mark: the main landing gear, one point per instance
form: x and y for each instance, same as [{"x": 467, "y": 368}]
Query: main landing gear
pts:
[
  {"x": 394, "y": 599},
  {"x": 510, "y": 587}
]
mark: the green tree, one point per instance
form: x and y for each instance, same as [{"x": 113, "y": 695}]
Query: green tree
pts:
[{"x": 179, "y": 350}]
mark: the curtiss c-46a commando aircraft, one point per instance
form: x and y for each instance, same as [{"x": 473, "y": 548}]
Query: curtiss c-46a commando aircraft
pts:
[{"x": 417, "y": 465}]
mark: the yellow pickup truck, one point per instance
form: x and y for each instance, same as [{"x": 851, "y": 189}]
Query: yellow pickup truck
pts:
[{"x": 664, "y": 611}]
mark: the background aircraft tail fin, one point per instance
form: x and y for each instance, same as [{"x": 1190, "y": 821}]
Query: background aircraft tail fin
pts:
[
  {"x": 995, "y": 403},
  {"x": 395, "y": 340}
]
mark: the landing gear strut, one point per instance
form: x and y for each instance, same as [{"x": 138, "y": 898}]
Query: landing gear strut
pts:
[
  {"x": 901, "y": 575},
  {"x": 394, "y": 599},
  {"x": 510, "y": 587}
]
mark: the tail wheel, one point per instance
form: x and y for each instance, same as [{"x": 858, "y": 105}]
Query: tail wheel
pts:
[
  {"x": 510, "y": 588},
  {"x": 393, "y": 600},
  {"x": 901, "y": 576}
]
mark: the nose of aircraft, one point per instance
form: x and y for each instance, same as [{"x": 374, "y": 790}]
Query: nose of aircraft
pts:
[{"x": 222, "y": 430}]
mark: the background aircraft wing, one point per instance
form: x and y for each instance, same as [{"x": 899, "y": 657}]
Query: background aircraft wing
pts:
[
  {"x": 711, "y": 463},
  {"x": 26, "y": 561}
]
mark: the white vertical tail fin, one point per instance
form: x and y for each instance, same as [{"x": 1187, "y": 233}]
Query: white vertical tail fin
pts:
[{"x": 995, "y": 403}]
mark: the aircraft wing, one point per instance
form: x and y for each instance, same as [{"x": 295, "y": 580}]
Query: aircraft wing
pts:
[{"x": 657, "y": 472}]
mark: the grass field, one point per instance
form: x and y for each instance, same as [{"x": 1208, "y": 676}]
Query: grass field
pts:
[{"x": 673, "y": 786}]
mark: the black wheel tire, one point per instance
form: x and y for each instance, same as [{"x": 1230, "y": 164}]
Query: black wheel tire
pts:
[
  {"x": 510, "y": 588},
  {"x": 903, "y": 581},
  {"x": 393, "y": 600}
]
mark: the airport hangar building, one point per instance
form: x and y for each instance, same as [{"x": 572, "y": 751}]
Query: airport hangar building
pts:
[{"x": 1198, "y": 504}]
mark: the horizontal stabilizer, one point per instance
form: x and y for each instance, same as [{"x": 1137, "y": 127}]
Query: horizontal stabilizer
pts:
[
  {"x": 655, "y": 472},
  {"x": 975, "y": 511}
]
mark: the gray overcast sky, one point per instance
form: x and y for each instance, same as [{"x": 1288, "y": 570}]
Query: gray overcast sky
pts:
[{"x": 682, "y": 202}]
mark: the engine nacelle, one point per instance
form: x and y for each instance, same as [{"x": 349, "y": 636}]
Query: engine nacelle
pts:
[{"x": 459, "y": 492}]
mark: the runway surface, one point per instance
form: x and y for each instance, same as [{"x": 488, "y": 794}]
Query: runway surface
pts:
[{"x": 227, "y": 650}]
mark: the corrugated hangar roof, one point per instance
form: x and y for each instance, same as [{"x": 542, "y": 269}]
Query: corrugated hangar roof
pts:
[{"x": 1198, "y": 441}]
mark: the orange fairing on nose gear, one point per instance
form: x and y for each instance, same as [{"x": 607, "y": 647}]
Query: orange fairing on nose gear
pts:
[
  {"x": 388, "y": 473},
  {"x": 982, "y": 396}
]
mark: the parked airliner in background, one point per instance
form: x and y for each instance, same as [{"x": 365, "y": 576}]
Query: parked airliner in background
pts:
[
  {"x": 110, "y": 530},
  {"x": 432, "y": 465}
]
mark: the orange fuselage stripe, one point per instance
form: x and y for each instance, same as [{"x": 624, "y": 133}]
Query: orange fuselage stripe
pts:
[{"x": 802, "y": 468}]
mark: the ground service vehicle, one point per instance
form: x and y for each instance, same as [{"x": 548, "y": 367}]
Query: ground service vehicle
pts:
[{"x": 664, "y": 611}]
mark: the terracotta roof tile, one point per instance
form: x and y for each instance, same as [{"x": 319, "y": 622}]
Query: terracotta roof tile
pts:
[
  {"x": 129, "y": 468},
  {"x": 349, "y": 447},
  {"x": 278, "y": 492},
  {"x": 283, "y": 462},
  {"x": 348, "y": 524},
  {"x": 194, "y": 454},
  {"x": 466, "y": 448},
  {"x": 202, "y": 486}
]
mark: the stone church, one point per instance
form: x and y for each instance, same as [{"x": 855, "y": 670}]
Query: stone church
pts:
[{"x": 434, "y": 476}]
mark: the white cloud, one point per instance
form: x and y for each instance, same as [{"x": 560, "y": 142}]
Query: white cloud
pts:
━━━━
WHAT IS EXPECTED:
Print back all the lines verbatim.

RIGHT ANSWER:
mark: the main landing gear, one point per instance
form: x and y for each instance, same as [{"x": 467, "y": 368}]
Query: main landing gear
pts:
[
  {"x": 394, "y": 599},
  {"x": 510, "y": 587}
]
mark: the green tree, one point per instance
form: x and y for each instance, same as [{"x": 113, "y": 695}]
Query: green tree
pts:
[{"x": 179, "y": 350}]
mark: the curtiss c-46a commando aircraft, one point per instance
form: x and y for each instance, same as [{"x": 473, "y": 548}]
Query: curtiss c-46a commando aircraft
pts:
[{"x": 417, "y": 465}]
mark: the yellow pickup truck, one point per instance
form: x and y for each instance, same as [{"x": 851, "y": 189}]
Query: yellow pickup truck
pts:
[{"x": 664, "y": 611}]
mark: the background aircraft tail fin, one point per instance
form: x and y for each instance, same as [{"x": 1190, "y": 821}]
Query: background aircraft tail fin
pts:
[
  {"x": 995, "y": 403},
  {"x": 395, "y": 340}
]
mark: the landing gear strut, one point per instance
form: x and y for each instance, same as [{"x": 138, "y": 898}]
Query: landing gear strut
pts:
[
  {"x": 901, "y": 575},
  {"x": 394, "y": 599},
  {"x": 510, "y": 587}
]
mark: the tail wheel, one point per instance
form: x and y for each instance, same as [{"x": 858, "y": 105}]
Query: tail wheel
pts:
[
  {"x": 510, "y": 588},
  {"x": 393, "y": 600},
  {"x": 901, "y": 576}
]
mark: the nose of aircraft, one point per instance
form: x and y for each instance, same as [{"x": 374, "y": 790}]
Query: nose of aircraft
pts:
[{"x": 222, "y": 430}]
mark: the background aircraft wing, one point per instance
form: x and y for each instance, same as [{"x": 899, "y": 657}]
Query: background aircraft wing
pts:
[
  {"x": 711, "y": 463},
  {"x": 26, "y": 561}
]
mark: the white vertical tail fin, one point per instance
form: x and y for each instance, same as [{"x": 1187, "y": 233}]
Query: white vertical tail fin
pts:
[{"x": 995, "y": 403}]
mark: the aircraft wing, one point per instance
form: x and y for each instance, same as [{"x": 295, "y": 580}]
Query: aircraft wing
pts:
[{"x": 657, "y": 472}]
mark: the grass field, one point per instance
form: x and y for each instance, same as [{"x": 1208, "y": 676}]
Query: grass field
pts:
[{"x": 673, "y": 786}]
mark: the black wheel tire, one point per instance
form: x and y for each instance, same as [{"x": 1230, "y": 164}]
Query: black wheel tire
pts:
[
  {"x": 510, "y": 588},
  {"x": 903, "y": 581},
  {"x": 393, "y": 600}
]
mark: the airport hangar building, one point per instance
form: x and y for each instance, same as [{"x": 572, "y": 751}]
Query: airport hangar building
pts:
[{"x": 1198, "y": 504}]
mark: the horizontal stabilizer, one point per instance
form: x and y for each instance, same as [{"x": 1137, "y": 127}]
Query: horizontal stabilizer
pts:
[
  {"x": 655, "y": 472},
  {"x": 975, "y": 511}
]
mark: the gray overcast sky, one point per instance
form: x and y for each instance, same as [{"x": 1288, "y": 570}]
Query: gray overcast sky
pts:
[{"x": 682, "y": 202}]
mark: the engine nacelle, one point per instance
form: x and y for each instance, same as [{"x": 349, "y": 636}]
Query: engine nacelle
pts:
[{"x": 459, "y": 492}]
mark: the runway surface, one point per instance
form: x and y for each instance, same as [{"x": 488, "y": 794}]
Query: runway surface
pts:
[{"x": 227, "y": 650}]
mark: the corrugated hangar roof, one point per instance
form: x and y for each instance, same as [{"x": 542, "y": 269}]
Query: corrugated hangar roof
pts:
[{"x": 1198, "y": 441}]
mark: the orange fairing on nose gear, one point per instance
form: x and y for each instance, same as [{"x": 607, "y": 647}]
Query: orange fairing on nose gear
pts:
[
  {"x": 388, "y": 473},
  {"x": 982, "y": 396}
]
mark: the parked airliner in background, one point per instance
form: x and y for each instance, same as [{"x": 365, "y": 576}]
Query: parked airliner in background
pts:
[
  {"x": 110, "y": 530},
  {"x": 432, "y": 465}
]
mark: the orange fuselage stripe, one point per instance
form: x and y for each instance, same as [{"x": 624, "y": 133}]
Query: orange fuselage stripe
pts:
[{"x": 802, "y": 468}]
mark: the ground service vehicle, one point per instance
form: x and y for each instance, same as [{"x": 548, "y": 367}]
Query: ground service vehicle
pts:
[{"x": 664, "y": 611}]
mark: the terracotta roof tile, one point per instance
form: x and y for each instance, same as [{"x": 319, "y": 622}]
Query: terracotta roof tile
pts:
[
  {"x": 129, "y": 468},
  {"x": 349, "y": 447},
  {"x": 278, "y": 492},
  {"x": 283, "y": 462},
  {"x": 348, "y": 524},
  {"x": 194, "y": 454},
  {"x": 466, "y": 448},
  {"x": 202, "y": 486}
]
mark: the stone church, one point per instance
form: x and y for each instance, same as [{"x": 855, "y": 670}]
Query: stone church
pts:
[{"x": 434, "y": 476}]
mark: the white cloud, one point per instance
form: x and y for each instance, same as [{"x": 560, "y": 142}]
Query: white cloud
pts:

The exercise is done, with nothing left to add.